* WORK TO COMPLETE:
Render every item below as a two-column CSV with the headers text and answer. Write one row per item, put each field in double quotes with its line breaks replaced by spaces, and leave out the pictures.

* DATA EXCERPTS:
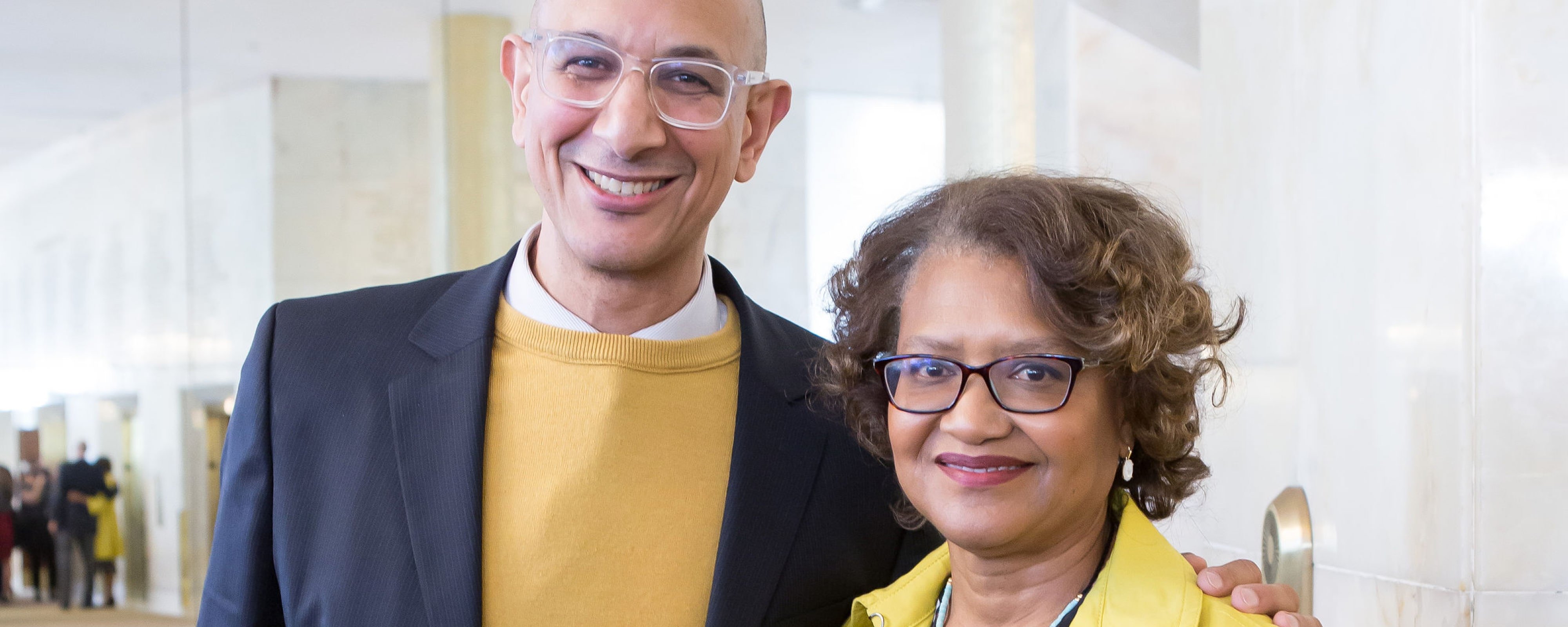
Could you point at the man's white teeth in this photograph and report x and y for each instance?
(985, 469)
(623, 187)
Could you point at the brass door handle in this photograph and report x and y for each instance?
(1288, 545)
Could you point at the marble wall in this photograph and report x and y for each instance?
(139, 258)
(1384, 184)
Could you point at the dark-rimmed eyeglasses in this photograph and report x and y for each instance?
(689, 93)
(1022, 383)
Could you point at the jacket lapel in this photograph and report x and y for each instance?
(774, 463)
(438, 424)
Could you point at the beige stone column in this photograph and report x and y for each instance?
(474, 216)
(989, 84)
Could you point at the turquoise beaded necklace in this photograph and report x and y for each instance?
(948, 601)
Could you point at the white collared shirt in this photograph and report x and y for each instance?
(703, 316)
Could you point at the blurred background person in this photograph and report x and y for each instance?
(107, 545)
(32, 532)
(74, 526)
(7, 534)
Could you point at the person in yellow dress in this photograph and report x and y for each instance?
(109, 545)
(1028, 352)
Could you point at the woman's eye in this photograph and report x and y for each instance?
(1037, 374)
(932, 371)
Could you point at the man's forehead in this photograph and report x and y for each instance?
(728, 31)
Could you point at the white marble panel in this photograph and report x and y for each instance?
(1341, 216)
(760, 233)
(1520, 609)
(231, 245)
(1523, 310)
(1138, 114)
(352, 186)
(866, 154)
(1345, 598)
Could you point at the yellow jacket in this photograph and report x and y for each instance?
(109, 545)
(1145, 582)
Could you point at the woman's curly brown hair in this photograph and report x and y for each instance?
(1108, 269)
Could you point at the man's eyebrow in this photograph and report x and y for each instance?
(688, 51)
(691, 53)
(592, 35)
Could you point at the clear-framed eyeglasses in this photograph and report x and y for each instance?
(689, 93)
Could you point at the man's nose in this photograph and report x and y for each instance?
(976, 418)
(630, 123)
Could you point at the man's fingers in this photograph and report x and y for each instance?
(1293, 620)
(1222, 581)
(1265, 598)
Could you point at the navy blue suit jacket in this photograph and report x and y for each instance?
(352, 471)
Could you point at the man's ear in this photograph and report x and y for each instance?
(518, 71)
(766, 109)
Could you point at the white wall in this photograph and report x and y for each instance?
(1363, 164)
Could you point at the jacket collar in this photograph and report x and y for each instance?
(1145, 582)
(438, 438)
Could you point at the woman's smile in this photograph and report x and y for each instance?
(982, 471)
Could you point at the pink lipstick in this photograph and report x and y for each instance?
(982, 471)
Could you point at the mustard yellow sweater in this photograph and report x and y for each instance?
(606, 462)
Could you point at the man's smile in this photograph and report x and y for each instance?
(625, 192)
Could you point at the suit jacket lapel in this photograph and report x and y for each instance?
(774, 465)
(438, 424)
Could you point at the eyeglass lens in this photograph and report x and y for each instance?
(1022, 385)
(586, 73)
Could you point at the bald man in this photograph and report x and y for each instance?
(598, 429)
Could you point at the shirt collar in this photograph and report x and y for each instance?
(703, 316)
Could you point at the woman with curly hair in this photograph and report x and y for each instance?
(1029, 352)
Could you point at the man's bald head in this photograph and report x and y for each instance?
(755, 26)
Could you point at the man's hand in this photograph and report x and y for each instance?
(1243, 582)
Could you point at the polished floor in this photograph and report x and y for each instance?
(49, 615)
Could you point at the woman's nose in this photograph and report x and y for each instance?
(976, 418)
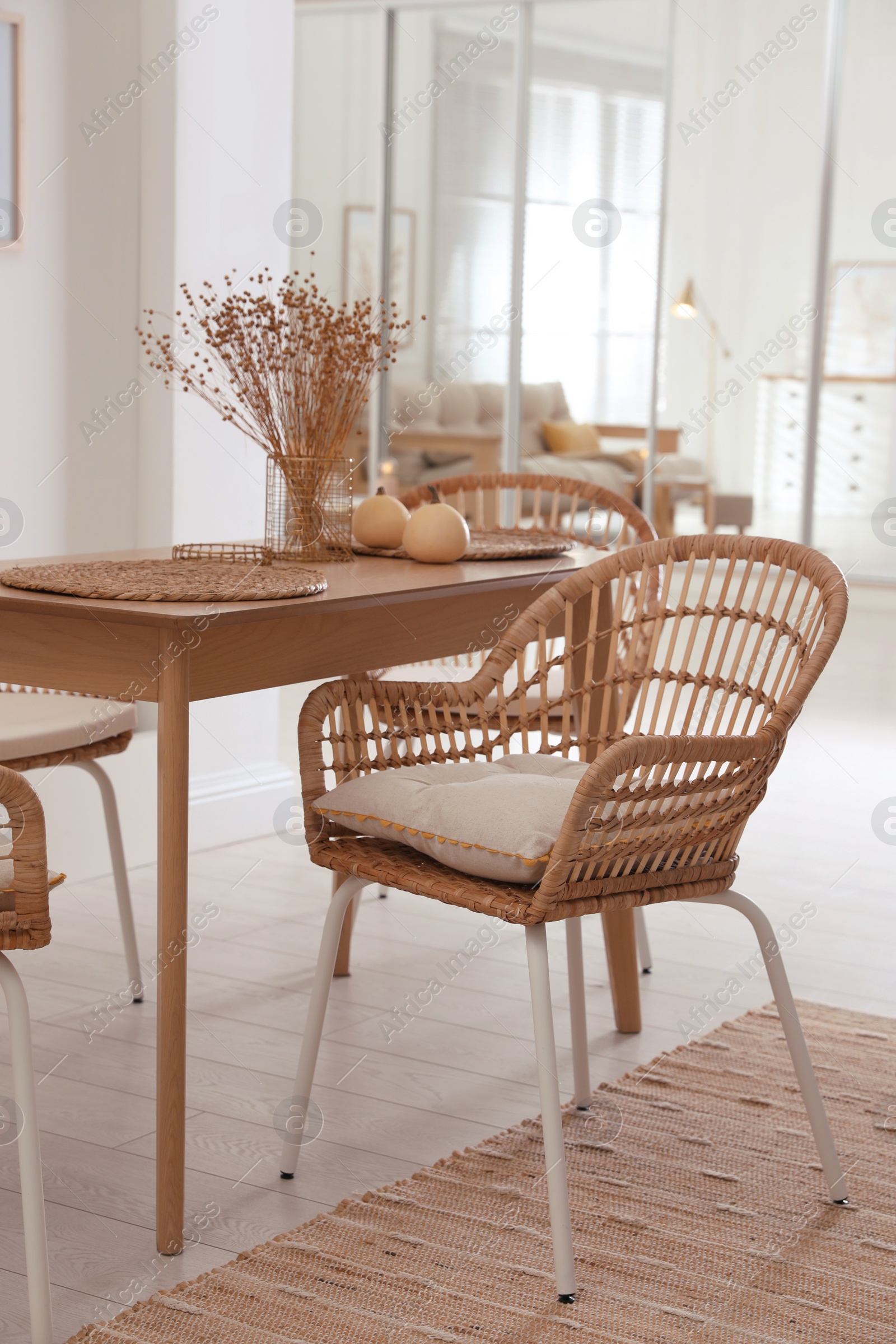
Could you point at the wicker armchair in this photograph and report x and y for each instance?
(25, 922)
(594, 516)
(713, 644)
(45, 729)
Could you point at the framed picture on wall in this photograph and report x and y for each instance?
(10, 129)
(359, 260)
(860, 340)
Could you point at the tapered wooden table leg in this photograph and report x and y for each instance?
(622, 963)
(344, 952)
(171, 1014)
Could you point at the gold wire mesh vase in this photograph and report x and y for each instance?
(308, 508)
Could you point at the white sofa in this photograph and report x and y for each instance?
(459, 431)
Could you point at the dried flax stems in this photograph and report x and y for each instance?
(291, 371)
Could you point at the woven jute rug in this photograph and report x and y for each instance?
(167, 581)
(699, 1211)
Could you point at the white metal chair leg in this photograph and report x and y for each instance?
(578, 1015)
(120, 874)
(349, 890)
(641, 939)
(35, 1228)
(536, 948)
(794, 1037)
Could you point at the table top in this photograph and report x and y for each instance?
(349, 585)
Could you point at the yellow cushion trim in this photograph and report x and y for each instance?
(571, 440)
(429, 835)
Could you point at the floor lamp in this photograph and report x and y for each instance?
(689, 308)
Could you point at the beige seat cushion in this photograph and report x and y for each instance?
(492, 819)
(34, 725)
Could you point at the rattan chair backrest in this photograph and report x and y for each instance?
(25, 909)
(501, 501)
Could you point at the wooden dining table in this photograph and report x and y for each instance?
(374, 613)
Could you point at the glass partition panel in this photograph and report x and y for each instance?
(593, 216)
(856, 469)
(329, 223)
(743, 207)
(452, 225)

* OUTPUT FOR THIS EXERCISE:
text,answer
"Could you point at the man's white teeth in this photograph and report x and y for each instance?","(985, 469) (623, 187)"
"Could you point at the brass door handle in this photograph and report x and y for each instance?","(1288, 545)"
"Could you point at the marble wall in this photograph and report x and y for each instance?","(139, 258) (1384, 184)"
"Could you point at the dark-rimmed eyeglasses in this photograph and report x and y for each instance?","(689, 93) (1022, 383)"
"Could you point at the jacket lapel in this photograph and report x and y for each instance?","(774, 463) (438, 424)"
"Could you point at the beige stone column in this photograph and report x and y for each instance?","(474, 216) (989, 84)"
"Could you point at the turquoise beaded necklace in this photograph and report x and y for each instance?","(948, 601)"
"Could you point at the white collared shirt in this photograph and report x and y for each instance?","(703, 316)"
"Could you point at the blurred background person in this photograph and report x and y for each instance?","(107, 545) (32, 532) (74, 526) (7, 534)"
"Could you point at the person in yellow dress in this photograph and report x and y for each instance?","(109, 545) (1028, 352)"
"Could you point at the woman's eye in this photograph and report x and y for each instance?","(1037, 374) (932, 371)"
"Could you point at the man's forehead in this photograph and report x and y for each instance?","(728, 31)"
"Could you point at the white marble panel in this photograph and report x and y for each instance?","(1341, 216) (760, 233) (1520, 609) (231, 245) (1523, 310) (1138, 114) (352, 186) (866, 154) (1345, 598)"
"Could you point at the yellow jacket in this photograph and report x and y for each instance?","(109, 545) (1145, 582)"
"Could you point at the woman's curly brown hair in this photograph and report x and y for each instance?","(1108, 269)"
"Could you point at the man's eyebrow in this photograph and report x and y for each instance?","(688, 51) (691, 53) (592, 35)"
"Could you point at the clear-framed eyeglasses in this photograph and report x and y for each instance?","(689, 93)"
"Could you point at the man's nose in this photograph and report x and y for each instance?","(976, 418) (630, 123)"
"Could you point at the man's fingers in this photograph and report x and y for each instance?","(1293, 620) (1222, 581) (1265, 598)"
"Could you point at the navy blue suit jacket in this photograph and report x and y for each instance?","(352, 471)"
"Could you point at the man's ear in this photograph and report x and y for each instance?","(518, 71) (766, 109)"
"Could you point at the white wall in this photograph and report x and y for each instance?","(1363, 164)"
"Could you point at the jacket collar in this photograph and report x and y for each instance?","(1145, 582) (438, 438)"
"Could you point at the woman's smile in this photograph and report x and y for each instance?","(982, 471)"
"Could you point at the pink lipstick in this photograph and report x and y for each instance?","(982, 471)"
"Could you point at the mustard yellow sweater in this photograph and report x and y for each instance?","(606, 462)"
"Could you point at the man's smile in this photograph and report x and y for each instance?","(625, 192)"
"Could you point at the suit jacket lapel in this photograph and report x and y for each instance?","(774, 465) (438, 424)"
"Could you point at the eyeglass lens in this photograph and report x and y for each instance?","(1022, 385) (586, 73)"
"Could you point at the bald man in this photograph and report x and y for each instance?","(598, 429)"
"Could you point at the shirt collar in this photograph and report x and y for each instance?","(703, 316)"
"Could you point at the woman with curly hair in this photograph and report x and y for each instance?","(1029, 352)"
"Could you point at the man's bald head in this photograph and report x and y for each instance?","(755, 26)"
"Could you point at the man's hand in this photograph and report x and y for each instance?","(1243, 582)"
"Could you point at the polished floor in this photograph and report x and y for each instance?","(49, 615)"
"Could you point at the woman's nose in this photograph and report x and y for each instance?","(976, 418)"
"Could you point at the wicker armchair in this photograph and report x and y for each instance?","(25, 922) (594, 516) (713, 644) (45, 729)"
"Could you point at the framed picture on wall in this photograph and report x and y for each instance?","(10, 129) (359, 260) (860, 340)"
"Could you point at the tapered wooden table leg in this photograph and report x and y for each instance?","(622, 963) (344, 952) (171, 1014)"
"Could you point at the gold wire mesh vase in this photograph and report x and y for each instance?","(308, 508)"
"Could you point at the white sofa in this photograph and report x and y for each instance?","(459, 431)"
"Could you point at the dried flax stems in this photograph and report x and y for each instance?","(291, 371)"
"Could you point at the woven jute rug in this photograph and report x and y for each instance?","(167, 581) (699, 1211)"
"Could you point at the white metal chair leg in this photograph and report x and y for each instance?","(578, 1015) (120, 874) (349, 890) (641, 939) (35, 1228) (536, 948) (794, 1037)"
"Could you point at the table top in this photograph and report x and y for each instance?","(349, 585)"
"Could you point at the yellow cushion trim in this photograph and report x and y for each instance?","(571, 440) (429, 835)"
"Could you point at the floor lamp in this photograph and report x and y for each instance?","(689, 308)"
"Could you point at the beige seat cushion in this photograph and report x and y for each instance?","(492, 819) (34, 725)"
"Could you point at the rattan chair backrest in this photograph and report x and y for each instance?","(25, 909) (501, 501)"
"Could you point at the wooden dining table in this photograph and report x and y for each instance?","(374, 613)"
"Could you point at the glass partition panel in this photograph and report x and y for each instance?","(593, 216) (856, 469) (329, 223) (743, 207) (452, 225)"